_Work request_: Retype every record exactly. Skip the images.

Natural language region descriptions
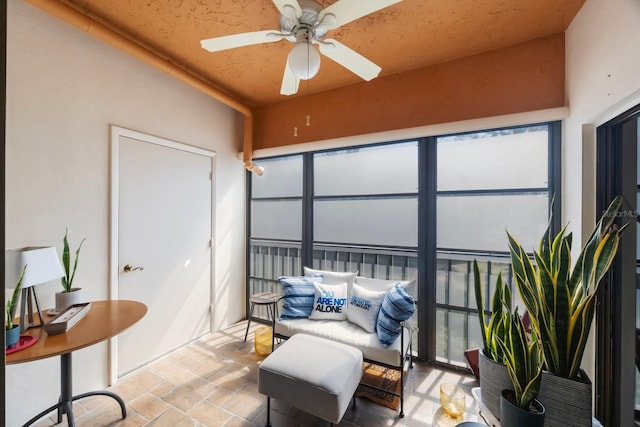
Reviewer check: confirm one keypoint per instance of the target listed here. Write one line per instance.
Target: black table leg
(65, 403)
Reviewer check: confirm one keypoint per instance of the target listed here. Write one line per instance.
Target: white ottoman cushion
(313, 374)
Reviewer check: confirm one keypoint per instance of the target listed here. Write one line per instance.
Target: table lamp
(43, 265)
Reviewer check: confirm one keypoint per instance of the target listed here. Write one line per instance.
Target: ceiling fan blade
(243, 39)
(284, 5)
(346, 11)
(349, 59)
(290, 81)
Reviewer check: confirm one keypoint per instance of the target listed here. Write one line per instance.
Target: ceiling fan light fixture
(304, 60)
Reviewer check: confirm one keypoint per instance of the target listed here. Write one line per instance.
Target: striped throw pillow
(298, 296)
(397, 306)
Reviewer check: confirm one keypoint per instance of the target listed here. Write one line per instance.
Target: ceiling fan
(305, 23)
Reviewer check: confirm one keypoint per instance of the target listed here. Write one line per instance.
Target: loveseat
(371, 315)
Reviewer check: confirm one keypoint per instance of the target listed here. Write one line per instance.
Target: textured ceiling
(408, 35)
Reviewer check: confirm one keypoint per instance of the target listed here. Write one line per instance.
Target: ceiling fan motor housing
(304, 27)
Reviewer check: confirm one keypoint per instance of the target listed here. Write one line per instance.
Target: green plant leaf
(12, 303)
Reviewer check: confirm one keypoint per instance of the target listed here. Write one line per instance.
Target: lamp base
(27, 298)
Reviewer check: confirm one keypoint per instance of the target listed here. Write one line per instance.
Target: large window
(362, 209)
(488, 183)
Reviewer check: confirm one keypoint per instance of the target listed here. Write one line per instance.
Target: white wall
(64, 89)
(603, 80)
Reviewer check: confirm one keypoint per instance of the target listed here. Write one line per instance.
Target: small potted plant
(562, 327)
(69, 295)
(12, 331)
(493, 374)
(519, 407)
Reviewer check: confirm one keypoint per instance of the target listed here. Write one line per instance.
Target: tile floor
(213, 382)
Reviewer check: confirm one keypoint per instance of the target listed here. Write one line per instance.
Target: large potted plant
(12, 331)
(493, 374)
(519, 406)
(69, 295)
(561, 303)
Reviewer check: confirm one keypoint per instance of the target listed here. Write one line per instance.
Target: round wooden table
(104, 320)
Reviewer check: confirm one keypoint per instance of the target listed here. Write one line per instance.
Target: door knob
(129, 268)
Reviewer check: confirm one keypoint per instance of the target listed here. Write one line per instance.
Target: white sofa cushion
(330, 302)
(382, 285)
(332, 277)
(364, 306)
(347, 333)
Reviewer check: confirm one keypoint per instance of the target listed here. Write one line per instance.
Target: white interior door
(164, 239)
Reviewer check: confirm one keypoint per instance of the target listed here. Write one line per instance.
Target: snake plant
(12, 303)
(500, 308)
(561, 301)
(69, 274)
(522, 358)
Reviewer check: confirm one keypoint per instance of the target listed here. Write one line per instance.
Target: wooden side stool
(268, 299)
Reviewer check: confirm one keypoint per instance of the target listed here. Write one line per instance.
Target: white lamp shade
(304, 60)
(42, 264)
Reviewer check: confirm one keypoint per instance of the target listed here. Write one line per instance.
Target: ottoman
(315, 375)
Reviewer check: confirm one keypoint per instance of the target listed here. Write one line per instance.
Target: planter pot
(513, 416)
(567, 402)
(66, 299)
(493, 379)
(12, 336)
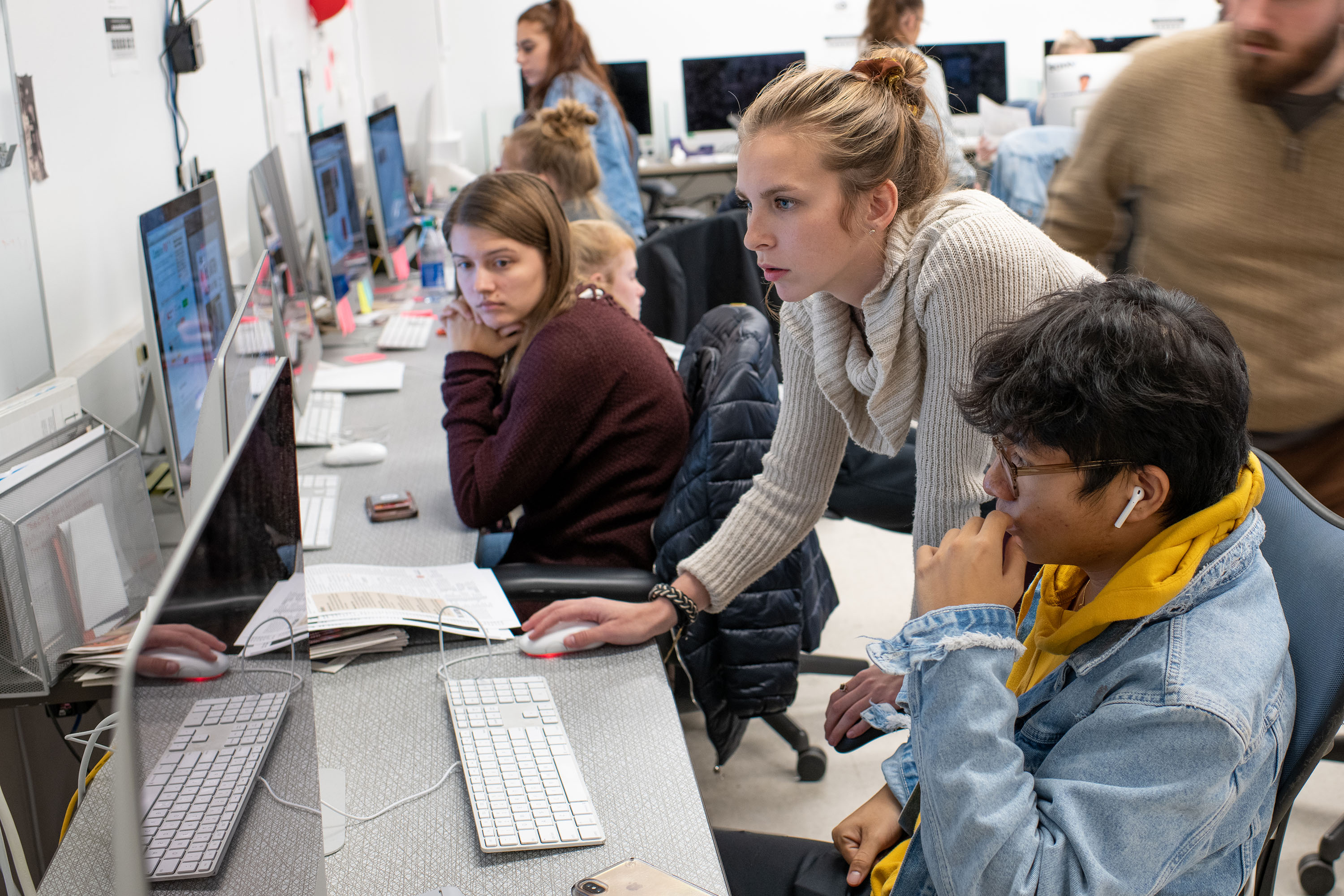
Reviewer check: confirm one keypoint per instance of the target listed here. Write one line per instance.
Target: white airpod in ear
(1133, 500)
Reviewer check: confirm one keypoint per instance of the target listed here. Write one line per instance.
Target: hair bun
(900, 70)
(568, 121)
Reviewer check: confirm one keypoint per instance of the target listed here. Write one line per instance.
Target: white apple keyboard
(525, 784)
(322, 418)
(193, 800)
(318, 509)
(409, 330)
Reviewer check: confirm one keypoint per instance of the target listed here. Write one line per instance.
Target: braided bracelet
(686, 609)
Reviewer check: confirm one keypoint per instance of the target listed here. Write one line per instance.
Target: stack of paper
(347, 595)
(89, 564)
(99, 660)
(351, 642)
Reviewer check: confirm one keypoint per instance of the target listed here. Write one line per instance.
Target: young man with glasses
(1121, 731)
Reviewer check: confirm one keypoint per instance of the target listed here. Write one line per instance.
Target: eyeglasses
(1045, 469)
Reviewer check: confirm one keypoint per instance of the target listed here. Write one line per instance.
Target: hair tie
(889, 72)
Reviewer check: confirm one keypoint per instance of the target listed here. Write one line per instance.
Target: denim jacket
(1146, 763)
(612, 142)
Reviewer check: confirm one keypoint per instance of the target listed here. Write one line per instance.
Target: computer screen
(390, 174)
(972, 69)
(631, 84)
(189, 306)
(244, 540)
(1105, 45)
(277, 222)
(1076, 81)
(347, 250)
(726, 86)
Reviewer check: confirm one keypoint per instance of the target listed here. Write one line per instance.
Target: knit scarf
(1144, 585)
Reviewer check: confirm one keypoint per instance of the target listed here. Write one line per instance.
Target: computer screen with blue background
(390, 171)
(726, 86)
(342, 222)
(193, 300)
(972, 69)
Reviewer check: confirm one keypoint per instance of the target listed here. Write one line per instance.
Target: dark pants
(769, 866)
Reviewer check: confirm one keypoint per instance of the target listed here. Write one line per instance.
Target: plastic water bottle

_Answer box_:
Reviewer check: confirm one keypoint per instance of the target listed here. Write one line per instance.
Target: black table leg
(65, 403)
Reviewer check: confirm one keypoint per instance of the target listed here. Write one line per instance.
Target: white ottoman cushion
(313, 374)
Reviewer check: confirm one keypoint per instance of the target listed here. Write one line per instance.
Target: table lamp
(43, 265)
Reviewer check: confirm one keypoint per instance of the target listed here. Write one line per instance.
Target: ceiling fan blade
(243, 39)
(284, 5)
(346, 11)
(349, 59)
(290, 81)
Reviewer check: confirm one keypoint per instance of the target listed here. Write one line per instance.
Target: ceiling fan light fixture
(304, 60)
Reviewer check: confirm one keypoint per instance of the target listed here. Write one line per instance.
Target: striped throw pillow
(298, 296)
(397, 306)
Reviewer check: confirm one keypoint per instance of the target listed here. Write one line per instance.
Target: ceiling fan
(305, 23)
Reviewer check: confirm one keypoint per instance of the target listed here. Write one line per instance.
Target: loveseat
(371, 315)
Reviewer check: confirm one keypoint per instance of the target listed here. Write one line per instance.
Target: textured ceiling
(408, 35)
Reviewer check: confirm one keypoint per instance of the target listed here. Write one line per instance.
Target: ceiling fan motor housing
(304, 27)
Reviewer check: confirm one keypoint per instance of the target listed here. Write one line per instance.
Target: green plant leaf
(12, 303)
Reviewer check: confirm one keypoint per instance of the target listed here. Write one line per instance.
Target: lamp base
(27, 298)
Reviewer check: confirm one keypoint per instance of the target listed here. Write one line per instance.
Target: large window
(362, 209)
(488, 183)
Reviewer check: confirm one keypoint per instance of the target listed here. Write one line per instance.
Target: white wall
(64, 89)
(603, 80)
Reviewer check: confirm one keypoint per instance of the target listed here. Write one line per instance.
Target: small potted plant
(562, 327)
(69, 295)
(12, 331)
(493, 374)
(519, 407)
Reviewer check: confirm one keypoint per instance of the target listed here. Write one line per instance.
Target: tile floor
(213, 382)
Reviewer check: confirm one keypoint per instance of the target listed here. Write one line per instance.
Target: large potted plant
(12, 331)
(493, 374)
(519, 406)
(69, 295)
(561, 303)
Reviewer check: confirm one keypoint per instance of the target listed here. Write one line per instance.
Target: round wooden table
(104, 320)
Reviewer check: confirm one keypoint per instance of the target listed here. Write one line per instance.
Target: door knob
(129, 268)
Reviewer check: confirm one keypoint per instance of the target listed here. Write one line per instance.
Target: white sofa cushion
(330, 302)
(382, 285)
(332, 277)
(364, 306)
(347, 333)
Reviewer check: confirm one keypoint per instance of the target listed here. Write one line per instance.
Target: white interior door
(164, 239)
Reviewer check: confirm one keypoint per instance of the target listed here. Write one line per instance.
Target: snake plant
(12, 303)
(500, 308)
(561, 301)
(69, 274)
(522, 358)
Reviewer check: confirm one keypoint per instance of the target listed here. Write one line per instance.
Target: wooden side stool
(268, 299)
Reviewer check: confirm one keypoint per instance of the target listed here. Write one line per instance.
Target: white lamp shade
(304, 60)
(42, 264)
Reviewer check: confirm one keypoint per instance of the target listed here. Write one line per instance.
Target: ottoman
(315, 375)
Reviewer check: confirm one keypoint per instance of the target listed here. Write one line per instance.
Target: planter pot
(513, 416)
(567, 402)
(66, 299)
(493, 379)
(12, 336)
Reviewer check: confirm one keypoint per instance of the target listed here. Write one line per instance.
Target: white airpod in ear
(1133, 500)
Reviewer check: confirm one keypoint per instance of the target listed here. Write one line per instance.
Target: hair bun
(900, 70)
(568, 121)
Reviewer check: confirm one keypoint per instance of the target listed here. Write one line per instance.
Target: white apple keyboard
(525, 784)
(322, 418)
(193, 800)
(318, 509)
(409, 330)
Reviewer check: confirm one keypoint per instance of the target listed here. Write one line per instance.
Target: braided bracelet
(686, 609)
Reviewer check: confirm one keypoint per instance of the target listed here. Write one line per instance.
Target: stack of paper
(347, 595)
(89, 564)
(99, 660)
(351, 642)
Reviewer check: confirm one keypoint per instance of the target listed here. Write one line per instance.
Target: young man with glasses
(1121, 731)
Reviewer check: confirm one keypoint per instance of the target listed here. Write one line per instance.
Target: eyeglasses
(1045, 469)
Reviewer check: confirm one keypoint per instance of the target listed here. Write one line per instance.
Target: hair tie
(889, 72)
Reviewer check: confirm one keypoint per instance of the target listed here. Write one line per instance.
Target: denim jacket
(1146, 763)
(612, 142)
Reviewer check: confirm one keypoint per instance of the target listed here. Write one line per instance.
Target: computer screen
(390, 174)
(972, 69)
(631, 84)
(189, 306)
(244, 540)
(1105, 45)
(277, 222)
(1076, 81)
(347, 250)
(726, 86)
Reviewer check: confirm one keypoint per instance of the target listed here. Write one line per instance.
Target: knit scarf
(1144, 585)
Reviewer check: confirm one keypoint per instance of the target listed here. Write one line per instance.
Target: computer screen with blue background
(390, 171)
(726, 86)
(342, 222)
(193, 300)
(972, 69)
Reviewer check: confirm one keypoint per instance of the target listed here. Write one line per instance.
Target: dark pants
(769, 866)
Reviewer check: confirm one keypoint per instance of the target listed here. Write one line per instance.
Target: plastic water bottle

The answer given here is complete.